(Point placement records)
# # # #

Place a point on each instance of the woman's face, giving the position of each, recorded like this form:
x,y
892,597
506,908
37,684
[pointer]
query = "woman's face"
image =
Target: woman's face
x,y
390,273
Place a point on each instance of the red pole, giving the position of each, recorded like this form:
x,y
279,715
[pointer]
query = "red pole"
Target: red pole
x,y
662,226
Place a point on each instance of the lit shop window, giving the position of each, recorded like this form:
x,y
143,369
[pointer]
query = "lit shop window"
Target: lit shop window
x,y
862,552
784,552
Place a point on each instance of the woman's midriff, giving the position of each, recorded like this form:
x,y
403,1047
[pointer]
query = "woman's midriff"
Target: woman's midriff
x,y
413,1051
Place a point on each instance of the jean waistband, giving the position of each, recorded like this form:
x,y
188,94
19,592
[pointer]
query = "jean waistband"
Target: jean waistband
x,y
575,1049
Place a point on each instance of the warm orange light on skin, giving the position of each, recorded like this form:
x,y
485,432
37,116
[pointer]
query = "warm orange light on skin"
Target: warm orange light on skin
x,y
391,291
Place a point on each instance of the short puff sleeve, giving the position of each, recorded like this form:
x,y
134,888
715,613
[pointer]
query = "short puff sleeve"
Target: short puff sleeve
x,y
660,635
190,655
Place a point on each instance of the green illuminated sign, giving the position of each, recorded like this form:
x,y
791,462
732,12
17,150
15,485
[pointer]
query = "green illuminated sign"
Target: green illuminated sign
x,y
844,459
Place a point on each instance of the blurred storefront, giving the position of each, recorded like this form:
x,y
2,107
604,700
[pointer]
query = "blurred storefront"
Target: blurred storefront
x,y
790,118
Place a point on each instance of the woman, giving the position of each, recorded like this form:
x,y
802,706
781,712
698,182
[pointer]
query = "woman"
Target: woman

# # # #

Exercise directions – From the listing above, extract all records word for word.

Expected output –
Place a point on each instance of the woman's face, giving the position of each, recorded like this form:
x,y
892,597
506,908
37,684
[pointer]
query = "woman's face"
image =
Target: woman's face
x,y
390,273
Place a point on each instance of the red pole, giving the position of each, recorded like this form:
x,y
279,715
[pointer]
query = "red pole"
Target: red pole
x,y
662,226
Place a point on each instance of the lit shop window, giving the position of each, recorded like this form:
x,y
143,369
[pointer]
query = "lit shop window"
Target: lit shop window
x,y
862,552
784,552
Place a point on each instance of the woman's midriff, giving the position of each, recorded like this form:
x,y
403,1047
[pointer]
query = "woman's midriff"
Target: woman's midriff
x,y
413,1051
Place a point on each instance of the jean waistband, giving the position of each, recorded like this form:
x,y
188,94
19,592
[pointer]
query = "jean waistband"
Target: jean waistband
x,y
575,1049
Place a point on each instance of the warm orange light on skin, giving the position of each, recorded like this form:
x,y
485,432
37,116
[pointer]
query = "warm orange light on skin"
Target: warm orange light on skin
x,y
391,291
Place a point on each instance of the short puff sleeve, giving the position of each, recorded like this form:
x,y
134,888
715,613
[pointer]
query = "short puff sleeve"
Target: short puff sleeve
x,y
660,635
190,655
Place a point on each instance of the green illuminated sign, giving the position of each, recorded like this form:
x,y
791,462
732,12
17,150
15,485
[pointer]
query = "green illuminated sign"
Target: green illuminated sign
x,y
844,459
Place a point on each instance of the blurred storefront, giving the position of each, recorded like this form:
x,y
2,107
604,700
[pointer]
query = "blurred storefront"
Target: blurred storefront
x,y
790,118
Place a point on each instance of the woman, giving the position of each, recorded like this form:
x,y
802,706
781,712
698,182
[pointer]
query = "woman"
Target: woman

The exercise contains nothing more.